RECORDS SHOWN:
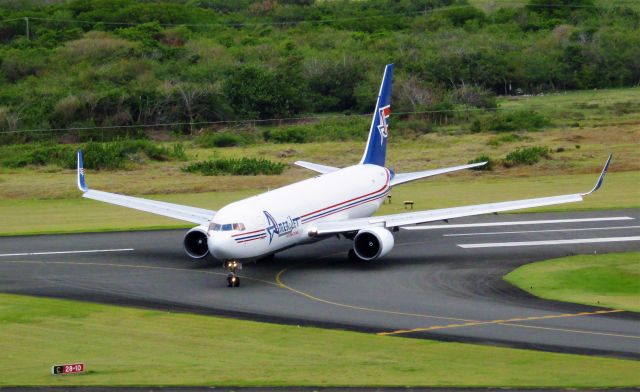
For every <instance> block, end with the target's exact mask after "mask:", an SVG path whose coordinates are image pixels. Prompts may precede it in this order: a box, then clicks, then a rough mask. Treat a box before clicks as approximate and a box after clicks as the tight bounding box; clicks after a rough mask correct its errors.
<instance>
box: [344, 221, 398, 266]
mask: <svg viewBox="0 0 640 392" xmlns="http://www.w3.org/2000/svg"><path fill="white" fill-rule="evenodd" d="M393 244H394V240H393V234H391V232H390V231H389V230H387V229H385V228H383V227H372V228H370V229H362V230H360V231H359V232H358V234H356V236H355V237H354V239H353V251H354V252H355V254H356V256H358V258H360V259H362V260H364V261H369V260H373V259H377V258H378V257H382V256H384V255H386V254H387V253H389V252H390V251H391V249H393Z"/></svg>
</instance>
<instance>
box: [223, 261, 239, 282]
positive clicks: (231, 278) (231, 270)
mask: <svg viewBox="0 0 640 392" xmlns="http://www.w3.org/2000/svg"><path fill="white" fill-rule="evenodd" d="M222 266H223V267H224V269H226V270H228V271H229V274H228V275H227V287H239V286H240V277H239V276H238V275H237V274H236V272H237V271H238V270H241V269H242V263H239V262H237V261H225V262H224V263H223V264H222Z"/></svg>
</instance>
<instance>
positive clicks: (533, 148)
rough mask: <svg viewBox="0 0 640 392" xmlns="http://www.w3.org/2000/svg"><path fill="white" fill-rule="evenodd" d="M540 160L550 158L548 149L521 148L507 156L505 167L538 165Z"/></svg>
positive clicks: (505, 157) (504, 162)
mask: <svg viewBox="0 0 640 392" xmlns="http://www.w3.org/2000/svg"><path fill="white" fill-rule="evenodd" d="M540 158H550V157H549V148H548V147H541V146H535V147H520V148H517V149H515V151H512V152H510V153H509V154H507V156H506V157H505V158H504V165H505V166H506V167H512V166H517V165H533V164H536V163H538V161H540Z"/></svg>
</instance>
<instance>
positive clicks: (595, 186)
mask: <svg viewBox="0 0 640 392" xmlns="http://www.w3.org/2000/svg"><path fill="white" fill-rule="evenodd" d="M611 158H613V154H609V158H608V159H607V163H605V164H604V168H603V169H602V173H600V177H598V182H596V185H595V186H594V187H593V189H592V190H590V191H589V192H587V193H581V196H587V195H590V194H592V193H593V192H595V191H597V190H598V189H599V188H600V187H601V186H602V182H603V181H604V175H605V174H607V170H608V169H609V164H610V163H611Z"/></svg>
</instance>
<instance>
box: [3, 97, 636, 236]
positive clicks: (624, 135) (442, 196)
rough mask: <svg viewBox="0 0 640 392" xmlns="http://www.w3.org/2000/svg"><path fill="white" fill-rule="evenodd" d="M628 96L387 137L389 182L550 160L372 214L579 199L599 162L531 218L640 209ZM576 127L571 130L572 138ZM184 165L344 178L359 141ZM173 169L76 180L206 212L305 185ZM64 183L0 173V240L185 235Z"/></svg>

EXERCISE REQUIREMENTS: Copy the material verbatim from its start through the line containing "box: [344, 221, 398, 266]", both included, and omit the pictures.

SOLUTION:
For every <instance> block, end with the target's exact mask after "mask:", an SVG path whose coordinates are image pixels. Prompts may precede it in this order: a box, then clicks, then a rough mask. Treat a box before clicks as approximate and a box after clicks as the tight bounding box; clicks after a rough mask correct its errors.
<instance>
box: [344, 221, 398, 266]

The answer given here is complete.